Stored data entries
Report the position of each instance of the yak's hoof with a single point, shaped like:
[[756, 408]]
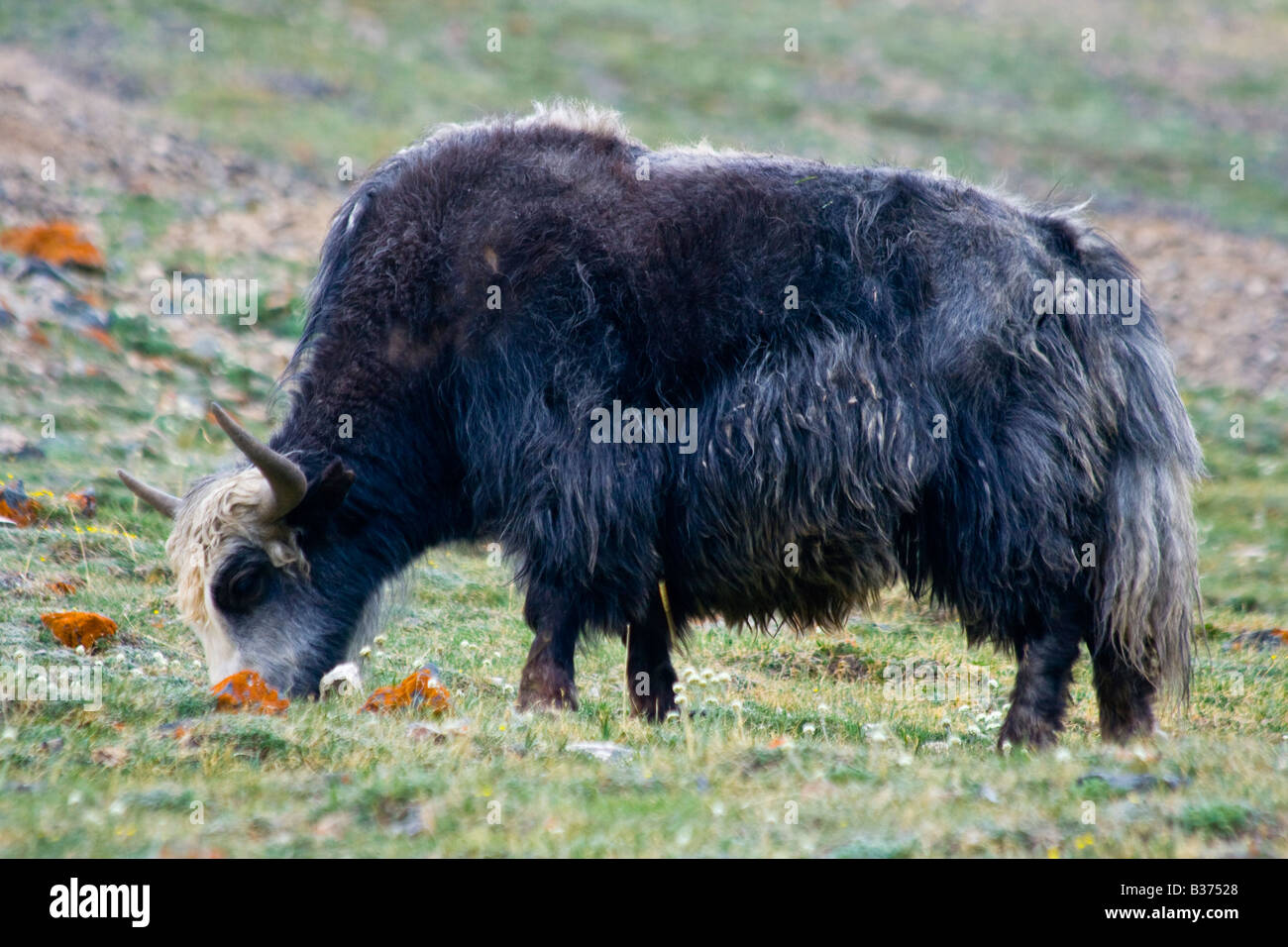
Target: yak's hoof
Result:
[[548, 690], [653, 707], [1025, 728], [1119, 731]]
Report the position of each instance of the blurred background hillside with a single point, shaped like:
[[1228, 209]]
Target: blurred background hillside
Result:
[[215, 140]]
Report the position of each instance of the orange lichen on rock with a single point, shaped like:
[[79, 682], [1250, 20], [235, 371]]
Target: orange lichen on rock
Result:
[[421, 689], [17, 506], [248, 690], [84, 502], [75, 629], [58, 241]]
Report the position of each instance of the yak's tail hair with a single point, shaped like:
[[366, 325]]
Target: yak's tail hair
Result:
[[1150, 571], [1147, 590]]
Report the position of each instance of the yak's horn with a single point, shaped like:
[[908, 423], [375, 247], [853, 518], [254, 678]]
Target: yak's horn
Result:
[[283, 475], [158, 499]]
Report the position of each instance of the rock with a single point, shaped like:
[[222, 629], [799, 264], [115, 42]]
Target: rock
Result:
[[601, 750]]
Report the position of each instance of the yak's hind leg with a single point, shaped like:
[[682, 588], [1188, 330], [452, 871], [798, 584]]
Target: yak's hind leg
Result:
[[649, 674], [1047, 648], [548, 678], [1125, 696]]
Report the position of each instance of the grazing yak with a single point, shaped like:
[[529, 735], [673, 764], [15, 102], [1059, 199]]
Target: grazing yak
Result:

## To do
Render every line of the material above as a JSON list of strings, one string per line, skipping blank lines. Omit the picture from the list.

## Response to this exercise
[
  "Report the position of each instance of the yak's hoof with a single point, shaped like:",
  "[[756, 408]]",
  "Target: yak's hoof",
  "Result:",
  "[[548, 690], [653, 707], [1025, 728], [1119, 731]]",
  "Report the position of each instance of the blurred background hillside with a single point, shaped like:",
  "[[1228, 209]]",
  "Target: blurred background hillside",
  "Result:",
  "[[215, 140]]",
  "Report the position of each instance of the orange lichen on rock with a single point, shaped like:",
  "[[79, 682], [1250, 20], [235, 371]]",
  "Target: orange lichen on rock",
  "Result:",
  "[[421, 689], [17, 506], [248, 690], [84, 502], [75, 629], [58, 241]]",
  "Report the position of each instance of the yak's tail hair with a single point, shaped like:",
  "[[366, 325]]",
  "Target: yak's tail hair",
  "Result:",
  "[[1150, 571], [1147, 590]]",
  "Report the position of each instance of the yak's horn with a single point, shaped like:",
  "[[908, 423], [375, 247], [853, 518], [254, 678]]",
  "Target: yak's horn",
  "Result:",
  "[[283, 475], [158, 499]]",
  "Report the position of each instance of the rock with a single point, shaped like:",
  "[[222, 629], [799, 264], [115, 42]]",
  "Target: rock",
  "Result:",
  "[[601, 750]]",
  "Report the position of each instance of the yak's hind leg with a single point, shaped like:",
  "[[682, 588], [1188, 330], [452, 871], [798, 584]]",
  "Target: yak's hind leg",
  "Result:",
  "[[649, 674], [1047, 648], [548, 678], [1125, 696]]",
  "Report the position of each instance of the grazing yak with a single point, shaped like:",
  "[[529, 735], [673, 764], [15, 102], [1059, 199]]",
  "Target: grazing yak",
  "Result:"
]